## START Entries

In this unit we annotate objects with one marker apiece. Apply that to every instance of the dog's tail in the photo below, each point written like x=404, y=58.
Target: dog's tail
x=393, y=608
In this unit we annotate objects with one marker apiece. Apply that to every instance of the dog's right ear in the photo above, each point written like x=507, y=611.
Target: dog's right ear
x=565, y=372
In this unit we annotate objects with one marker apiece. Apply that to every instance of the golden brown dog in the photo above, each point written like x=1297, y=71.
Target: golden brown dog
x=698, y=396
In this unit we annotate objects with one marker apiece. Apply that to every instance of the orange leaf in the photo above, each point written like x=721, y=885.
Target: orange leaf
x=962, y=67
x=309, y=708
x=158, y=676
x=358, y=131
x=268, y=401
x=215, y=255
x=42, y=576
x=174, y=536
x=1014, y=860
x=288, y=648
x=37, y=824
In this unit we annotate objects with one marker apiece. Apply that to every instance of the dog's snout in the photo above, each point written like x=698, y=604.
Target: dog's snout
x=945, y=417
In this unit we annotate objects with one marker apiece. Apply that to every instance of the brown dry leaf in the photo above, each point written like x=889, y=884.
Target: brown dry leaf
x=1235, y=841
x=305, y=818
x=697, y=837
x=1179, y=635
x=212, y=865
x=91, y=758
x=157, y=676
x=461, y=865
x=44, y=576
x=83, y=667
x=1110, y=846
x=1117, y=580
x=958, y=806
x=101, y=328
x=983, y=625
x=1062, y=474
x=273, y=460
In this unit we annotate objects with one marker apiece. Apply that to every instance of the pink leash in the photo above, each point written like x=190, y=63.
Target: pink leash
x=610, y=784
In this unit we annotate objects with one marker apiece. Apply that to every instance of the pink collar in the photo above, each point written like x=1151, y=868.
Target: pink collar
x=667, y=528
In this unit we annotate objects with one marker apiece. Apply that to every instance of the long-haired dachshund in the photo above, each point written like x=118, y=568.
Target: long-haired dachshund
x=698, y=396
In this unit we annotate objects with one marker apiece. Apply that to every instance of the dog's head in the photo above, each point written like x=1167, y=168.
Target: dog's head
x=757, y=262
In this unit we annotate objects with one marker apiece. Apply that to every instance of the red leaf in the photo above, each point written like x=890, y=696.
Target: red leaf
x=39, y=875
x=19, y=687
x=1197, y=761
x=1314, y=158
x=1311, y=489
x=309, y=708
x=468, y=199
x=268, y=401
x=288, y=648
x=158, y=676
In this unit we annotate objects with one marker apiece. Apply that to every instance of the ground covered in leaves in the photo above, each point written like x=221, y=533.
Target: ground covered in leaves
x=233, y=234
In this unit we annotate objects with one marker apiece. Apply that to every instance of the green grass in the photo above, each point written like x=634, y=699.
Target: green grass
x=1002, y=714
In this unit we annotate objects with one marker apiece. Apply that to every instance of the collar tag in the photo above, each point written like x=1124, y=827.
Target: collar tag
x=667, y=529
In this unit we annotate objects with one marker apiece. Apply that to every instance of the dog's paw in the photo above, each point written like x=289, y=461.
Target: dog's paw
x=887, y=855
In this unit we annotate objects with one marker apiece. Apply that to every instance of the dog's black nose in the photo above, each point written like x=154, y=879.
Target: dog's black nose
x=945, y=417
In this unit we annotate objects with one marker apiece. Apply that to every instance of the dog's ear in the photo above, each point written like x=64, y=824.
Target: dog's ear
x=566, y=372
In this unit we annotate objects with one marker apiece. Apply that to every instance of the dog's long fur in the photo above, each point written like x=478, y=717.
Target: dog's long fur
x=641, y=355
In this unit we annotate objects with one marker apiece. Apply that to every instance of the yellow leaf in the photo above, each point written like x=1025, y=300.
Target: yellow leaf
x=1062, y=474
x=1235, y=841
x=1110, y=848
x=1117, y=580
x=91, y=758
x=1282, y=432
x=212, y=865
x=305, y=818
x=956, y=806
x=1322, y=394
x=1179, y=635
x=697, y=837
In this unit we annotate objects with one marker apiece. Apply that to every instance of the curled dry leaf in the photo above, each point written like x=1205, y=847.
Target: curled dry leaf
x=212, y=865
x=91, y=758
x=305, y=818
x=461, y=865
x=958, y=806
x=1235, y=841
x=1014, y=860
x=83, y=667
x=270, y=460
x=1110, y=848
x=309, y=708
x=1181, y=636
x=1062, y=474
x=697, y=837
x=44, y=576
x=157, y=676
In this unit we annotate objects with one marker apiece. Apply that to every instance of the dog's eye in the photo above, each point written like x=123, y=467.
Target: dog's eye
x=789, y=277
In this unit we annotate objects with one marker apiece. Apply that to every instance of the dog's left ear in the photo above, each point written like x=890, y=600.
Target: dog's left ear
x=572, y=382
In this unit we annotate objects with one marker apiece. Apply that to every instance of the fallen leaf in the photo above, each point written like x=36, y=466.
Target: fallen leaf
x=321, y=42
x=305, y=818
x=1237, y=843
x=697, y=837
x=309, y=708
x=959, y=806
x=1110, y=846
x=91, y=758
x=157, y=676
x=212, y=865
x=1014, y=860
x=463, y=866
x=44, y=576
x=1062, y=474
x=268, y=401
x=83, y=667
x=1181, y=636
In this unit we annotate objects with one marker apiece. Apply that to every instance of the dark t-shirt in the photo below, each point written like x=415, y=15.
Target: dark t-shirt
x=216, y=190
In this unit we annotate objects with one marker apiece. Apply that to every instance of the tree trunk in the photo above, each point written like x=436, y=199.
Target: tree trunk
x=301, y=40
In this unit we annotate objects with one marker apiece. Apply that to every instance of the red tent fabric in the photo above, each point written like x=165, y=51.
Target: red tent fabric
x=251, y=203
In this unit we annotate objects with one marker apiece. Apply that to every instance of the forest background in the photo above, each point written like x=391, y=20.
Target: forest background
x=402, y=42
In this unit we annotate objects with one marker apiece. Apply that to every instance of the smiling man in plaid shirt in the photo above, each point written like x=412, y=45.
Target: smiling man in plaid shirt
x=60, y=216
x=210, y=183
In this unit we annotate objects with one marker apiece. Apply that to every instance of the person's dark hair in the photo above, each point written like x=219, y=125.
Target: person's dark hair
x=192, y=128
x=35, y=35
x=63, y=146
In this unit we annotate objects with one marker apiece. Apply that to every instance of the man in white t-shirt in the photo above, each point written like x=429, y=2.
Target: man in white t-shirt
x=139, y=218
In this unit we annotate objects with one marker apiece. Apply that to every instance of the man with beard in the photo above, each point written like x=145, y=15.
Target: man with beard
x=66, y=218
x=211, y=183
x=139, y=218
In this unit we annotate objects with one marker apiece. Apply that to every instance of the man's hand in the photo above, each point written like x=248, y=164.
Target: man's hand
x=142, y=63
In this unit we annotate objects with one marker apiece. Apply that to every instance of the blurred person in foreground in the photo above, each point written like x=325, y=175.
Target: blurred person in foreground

## END Entries

> Do this:
Please put every line of the listing above into a Markdown table with the columns "Row" and "Line", numbering each row and leaving out blank lines.

> Worked answer:
| Row | Line |
|---|---|
| 1 | In this unit we annotate objects with one marker apiece. Apply that to every instance of the dog's tail in the photo below, each point written like x=404, y=58. |
| 2 | Target: dog's tail |
| 3 | x=393, y=608 |
| 4 | In this unit we annotate objects with one marker apiece. Apply that to every instance of the dog's right ear in the photo above, each point written like x=507, y=611. |
| 5 | Target: dog's right ear |
| 6 | x=565, y=372 |
| 7 | In this unit we annotate objects with one marker apiece. Apply that to every instance of the golden brown dog in the photo above, each point written like x=1297, y=71. |
| 8 | Target: golden brown dog |
| 9 | x=698, y=396 |
| 10 | In this unit we annotate objects with one marker apiece. Apply that to every instance of the orange leaf in the photo above, each point written like x=721, y=885. |
| 11 | Target: orange leaf |
| 12 | x=962, y=67 |
| 13 | x=309, y=708 |
| 14 | x=158, y=676 |
| 15 | x=358, y=131 |
| 16 | x=268, y=401 |
| 17 | x=215, y=255 |
| 18 | x=42, y=576 |
| 19 | x=174, y=536 |
| 20 | x=1014, y=860 |
| 21 | x=288, y=648 |
| 22 | x=37, y=824 |
| 23 | In this unit we annotate objects with one marker apiece. Apply that to every instance of the dog's snout in the photo above, each point written like x=698, y=604. |
| 24 | Target: dog's snout |
| 25 | x=945, y=417 |
| 26 | In this unit we annotate objects with one marker apiece. Apply that to every instance of the brown dry leaf in the photo above, each point written like x=889, y=884. |
| 27 | Target: brown dry leaf |
| 28 | x=1235, y=841 |
| 29 | x=305, y=818 |
| 30 | x=697, y=837 |
| 31 | x=1179, y=635 |
| 32 | x=212, y=865 |
| 33 | x=91, y=758 |
| 34 | x=157, y=676 |
| 35 | x=461, y=865 |
| 36 | x=44, y=576 |
| 37 | x=83, y=667 |
| 38 | x=1110, y=846 |
| 39 | x=1117, y=580 |
| 40 | x=958, y=806 |
| 41 | x=101, y=328 |
| 42 | x=983, y=625 |
| 43 | x=1062, y=474 |
| 44 | x=273, y=460 |
| 45 | In this unit we annotate objects with one marker apiece. Apply that to every instance of the pink leash in the photo above, each point written like x=190, y=63. |
| 46 | Target: pink leash |
| 47 | x=610, y=784 |
| 48 | In this unit we annotate objects with one marker apiece. Apply that to every instance of the pink collar in the photo above, each point written like x=1151, y=868. |
| 49 | Target: pink collar |
| 50 | x=667, y=528 |
| 51 | In this unit we annotate objects with one marker apiece. Apply that to every instance of the long-haired dachshund in the photo above, each point written like x=118, y=568. |
| 52 | Target: long-haired dachshund |
| 53 | x=698, y=396 |
| 54 | In this unit we annotate objects with one marker apiece. Apply that to every instance of the dog's head in the photo above, each point written like x=1167, y=168. |
| 55 | Target: dog's head |
| 56 | x=757, y=262 |
| 57 | In this unit we annotate objects with one marker apiece. Apply that to every instance of the red leaf in the photo above, each point written like x=890, y=696. |
| 58 | Target: red leaf |
| 59 | x=39, y=875 |
| 60 | x=19, y=687 |
| 61 | x=1197, y=761 |
| 62 | x=1314, y=158 |
| 63 | x=1311, y=489 |
| 64 | x=309, y=708 |
| 65 | x=468, y=199 |
| 66 | x=268, y=401 |
| 67 | x=288, y=648 |
| 68 | x=158, y=676 |
| 69 | In this unit we annotate objects with one marker apiece. Apply that to every instance of the ground covered in leaves in the photo above, each point written like x=221, y=533. |
| 70 | Target: ground covered in leaves |
| 71 | x=233, y=234 |
| 72 | In this unit we annotate objects with one marker apiece. Apply that to every instance of the green grass in the photo above, each point written like x=634, y=699. |
| 73 | Target: green grass |
| 74 | x=1002, y=714 |
| 75 | In this unit we annotate objects with one marker apiece. Apply that to every instance of the collar tag in the photo above, each point written like x=1124, y=827. |
| 76 | Target: collar tag |
| 77 | x=667, y=529 |
| 78 | In this unit we annotate objects with one marker apiece. Apply that to every instance of the dog's paw in the photo above, each point written like x=289, y=461. |
| 79 | Target: dog's paw |
| 80 | x=887, y=855 |
| 81 | In this unit we annotate objects with one marker apiece. Apply that to every instance of the dog's black nose in the photo above, each point written like x=154, y=879. |
| 82 | Target: dog's black nose |
| 83 | x=945, y=417 |
| 84 | In this unit we annotate objects with one marker apiece. Apply that to every instance of the dog's ear in the photo above, each point written like x=64, y=824. |
| 85 | Target: dog's ear |
| 86 | x=566, y=372 |
| 87 | In this unit we annotate objects with one marker apiece. Apply that to every instance of the dog's long fur in the photo above, each point written like x=478, y=717. |
| 88 | Target: dog's long fur |
| 89 | x=641, y=355 |
| 90 | In this unit we annotate objects with one marker apiece. Apply that to every instance of the yellow leaf in the photo above, each point written like x=1025, y=300. |
| 91 | Target: yellow leaf |
| 92 | x=1062, y=474 |
| 93 | x=1235, y=841 |
| 94 | x=1110, y=848 |
| 95 | x=1117, y=580 |
| 96 | x=91, y=758 |
| 97 | x=1282, y=432 |
| 98 | x=212, y=865 |
| 99 | x=305, y=818 |
| 100 | x=956, y=806 |
| 101 | x=1322, y=394 |
| 102 | x=1179, y=635 |
| 103 | x=697, y=837 |
| 104 | In this unit we annotate objects with one marker apiece. Apply that to every instance of the curled dry leaf in the photo above, each point written like x=1205, y=847. |
| 105 | Target: curled dry leaf |
| 106 | x=212, y=865 |
| 107 | x=91, y=758 |
| 108 | x=305, y=818 |
| 109 | x=461, y=865 |
| 110 | x=958, y=806 |
| 111 | x=1235, y=841 |
| 112 | x=1014, y=860 |
| 113 | x=83, y=667 |
| 114 | x=270, y=460 |
| 115 | x=1110, y=848 |
| 116 | x=309, y=708 |
| 117 | x=1181, y=636 |
| 118 | x=1062, y=474 |
| 119 | x=697, y=837 |
| 120 | x=44, y=576 |
| 121 | x=157, y=676 |
| 122 | In this unit we annotate objects with one marker apiece. Apply that to every instance of the dog's eye in the photo above, each point written like x=123, y=467. |
| 123 | Target: dog's eye |
| 124 | x=789, y=277 |
| 125 | In this unit we annotate objects with one marker apiece. Apply that to every instance of the dog's left ear in the photo above, each point written like x=890, y=600. |
| 126 | Target: dog's left ear |
| 127 | x=572, y=382 |
| 128 | In this unit we annotate objects with one marker apiece. Apply that to every instance of the fallen leaf in the photo above, each point written like x=36, y=466. |
| 129 | Target: fallen leaf |
| 130 | x=321, y=42 |
| 131 | x=305, y=818 |
| 132 | x=1237, y=843 |
| 133 | x=697, y=837 |
| 134 | x=309, y=708 |
| 135 | x=959, y=806 |
| 136 | x=1110, y=846 |
| 137 | x=91, y=758 |
| 138 | x=157, y=676 |
| 139 | x=212, y=865 |
| 140 | x=1014, y=860 |
| 141 | x=463, y=866 |
| 142 | x=44, y=576 |
| 143 | x=1062, y=474 |
| 144 | x=268, y=401 |
| 145 | x=83, y=667 |
| 146 | x=1181, y=636 |
| 147 | In this unit we annotate objects with one marker apiece. Apply that to every instance of the dark t-shirt in the photo below, each point written like x=415, y=15. |
| 148 | Target: dark t-shirt |
| 149 | x=216, y=190 |
| 150 | In this unit we annotate objects with one marker apiece. Apply that to every instance of the tree trunk in the photo above, each point written like x=436, y=199. |
| 151 | Target: tree trunk |
| 152 | x=301, y=40 |
| 153 | In this unit we annotate objects with one marker apiece. Apply that to every instance of the red tent fabric in the photo above, each point written like x=165, y=51. |
| 154 | Target: red tent fabric |
| 155 | x=251, y=203 |
| 156 | In this unit we annotate objects with one marker apiece. Apply that to every instance of the forest background in the photo above, each point written like x=391, y=20. |
| 157 | Target: forest background |
| 158 | x=402, y=42 |
| 159 | In this unit we annotate objects with one marker apiece. Apply that to every instance of the smiling man in plaid shirt in the photo above, each point written like x=412, y=45. |
| 160 | Target: smiling man in plaid shirt |
| 161 | x=60, y=216 |
| 162 | x=210, y=183 |
| 163 | In this unit we annotate objects with one marker apiece. Apply that to every instance of the person's dark hair in the photo above, each point written like x=219, y=125. |
| 164 | Target: person's dark hair |
| 165 | x=192, y=128 |
| 166 | x=35, y=35 |
| 167 | x=63, y=146 |
| 168 | In this unit we annotate objects with one marker apiece. Apply that to every instance of the man in white t-shirt in the photo above, each point written like x=429, y=2. |
| 169 | Target: man in white t-shirt |
| 170 | x=139, y=218 |
| 171 | In this unit we annotate objects with one marker apiece. Apply that to every instance of the man with beard in the photo above, each point written like x=145, y=15. |
| 172 | Target: man with beard |
| 173 | x=66, y=218 |
| 174 | x=211, y=183 |
| 175 | x=139, y=218 |
| 176 | In this unit we annotate objects with one marker apiece. Apply that to every instance of the man's hand in the photo above, each point written like x=248, y=164. |
| 177 | Target: man's hand |
| 178 | x=142, y=63 |
| 179 | In this unit we annotate objects with one marker apiece. Apply that to every instance of the blurred person in foreground in the photo above, each point written like x=325, y=175. |
| 180 | Target: blurred person in foreground |